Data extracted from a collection
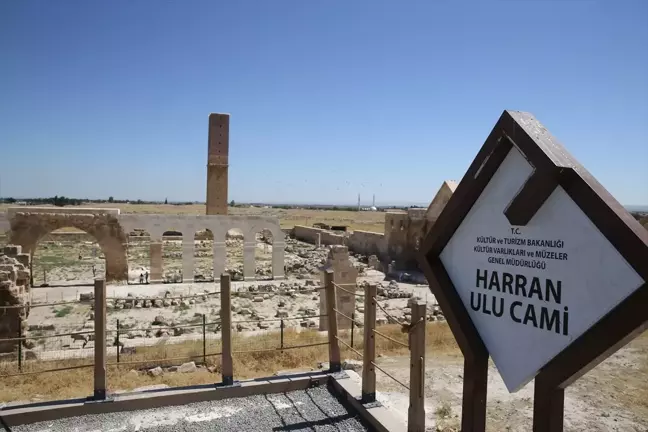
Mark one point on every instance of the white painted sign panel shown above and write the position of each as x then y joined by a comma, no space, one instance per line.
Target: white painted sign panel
532,290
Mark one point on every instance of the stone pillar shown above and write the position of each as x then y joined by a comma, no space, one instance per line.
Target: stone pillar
345,276
155,255
226,330
220,256
100,340
278,249
249,248
14,291
188,246
217,164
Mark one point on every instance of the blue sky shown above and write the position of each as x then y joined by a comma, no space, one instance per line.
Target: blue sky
328,98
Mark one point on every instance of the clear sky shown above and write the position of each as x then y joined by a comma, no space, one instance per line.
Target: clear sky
328,99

## Exercise objective
Repeat the data in full and exactly. Omit pictures.

## Response area
Mark one point on every instance of the white painted sign panel shown above and write the position of each as x then y joined by a comma, no space, one instance per line.
Target: white painted sign panel
532,290
Mark one point on every instance of the stone pillar shown above and write the position of each as x then y joined by a comma, no space, one instance per line.
Target: stone pillar
345,276
155,255
226,330
220,256
100,340
278,249
249,248
14,291
188,246
217,164
Mark one point on every instance of the blue sky shown above and write the position of each as x then y joined by a comma, no space, one instance per line.
Target: blue sky
328,98
Mark one point on every instance of the clear sky shown above and write the position of each as x then y joined by a comma, no space, one instance per line.
Target: clear sky
328,99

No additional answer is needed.